For the second quarter and first half of fiscal 2005 (the three- and six-month periods ended March 31, 2005), our revenues were lower than for those periods last year. The market for digital printing equipment remains soft and improvements in our revenues from maintenance, spares and supplies depend on expanding our installed base of equipment.
9
We have been able to significantly reduce our operating expenses in fiscal 2005, particularly selling, general and administrative expenses. As a result, net income was $262,000, or $0.04 per share, for the second quarter of fiscal 2005, and net loss for the first half of the year was $257,000, or $0.04 per share, compared with net income in the second quarter and first six months of fiscal 2004 of $380,000, or $0.06 per share, and $740,000, or $0.12 per share, respectively.
Critical Accounting Policies
We have prepared Managements Discussion and Analysis of Results of Operations and Financial Condition, which discusses the Condensed Consolidated Financial Statements of the Company, in accordance with accounting principles generally accepted in the United States. The preparation of these financial statements requires that we make estimates and assumptions that affect the reported amounts of assets and liabilities and the disclosure of contingent assets and liabilities at the date of the financial statements and the reported amounts of revenues and expenses during the reporting period. On an ongoing basis, we evaluate our estimates and assumptions, including those related to revenue recognition, product warranties, inventory, allowance for doubtful accounts and income taxes. We base our estimates and judgments on historical experience and on various other factors that we believe to be reasonable under the circumstances, the results of which form the basis for making judgments about the carrying value of assets and liabilities that are not readily apparent from other sources. Actual results may differ from these estimates under different assumptions or conditions.
We believe the following critical accounting policies, among others, affect the more significant judgments and estimates used in the preparation of our Condensed Consolidated Financial Statements.

Data segment
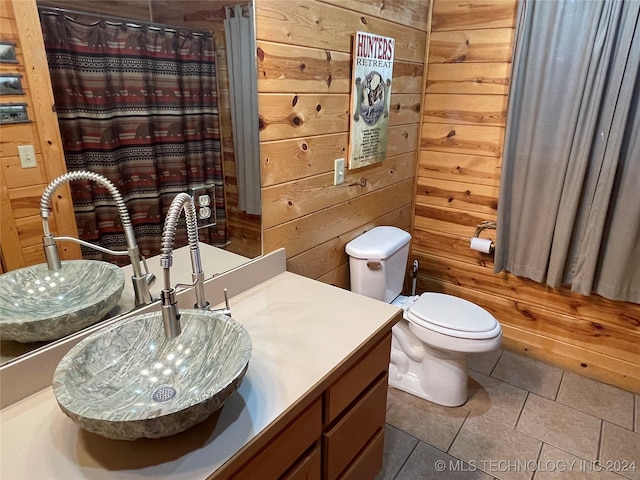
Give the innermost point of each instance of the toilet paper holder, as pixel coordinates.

Request
Reproduce the passage of the financial discussion that begins with the words "For the second quarter and" and ends after the words "base of equipment.".

Output of the task
For the second quarter and first half of fiscal 2005 (the three- and six-month periods ended March 31, 2005), our revenues were lower than for those periods last year. The market for digital printing equipment remains soft and improvements in our revenues from maintenance, spares and supplies depend on expanding our installed base of equipment.